Task prompt
Copy the records below exactly, but leave out any picture they contain.

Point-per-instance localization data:
####
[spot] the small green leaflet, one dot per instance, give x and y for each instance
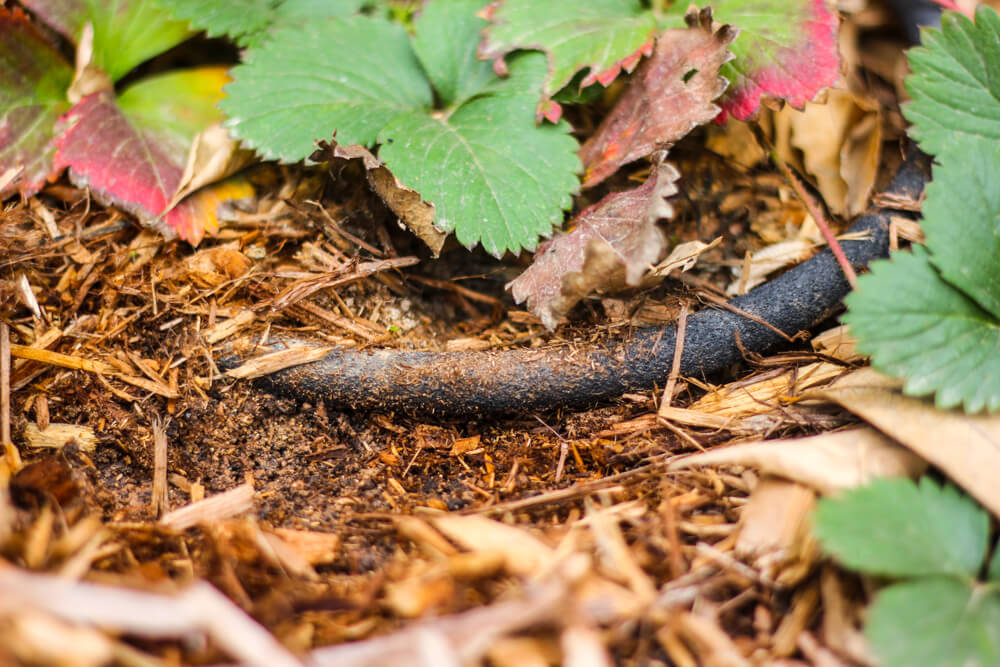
(895, 528)
(787, 48)
(935, 621)
(933, 317)
(955, 83)
(603, 36)
(247, 21)
(493, 175)
(917, 326)
(937, 536)
(126, 34)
####
Task result
[spot] the small green leaflet, one dot per instance, give x and y for each instance
(895, 528)
(787, 48)
(935, 621)
(933, 317)
(955, 83)
(603, 36)
(247, 21)
(493, 175)
(917, 326)
(937, 536)
(126, 34)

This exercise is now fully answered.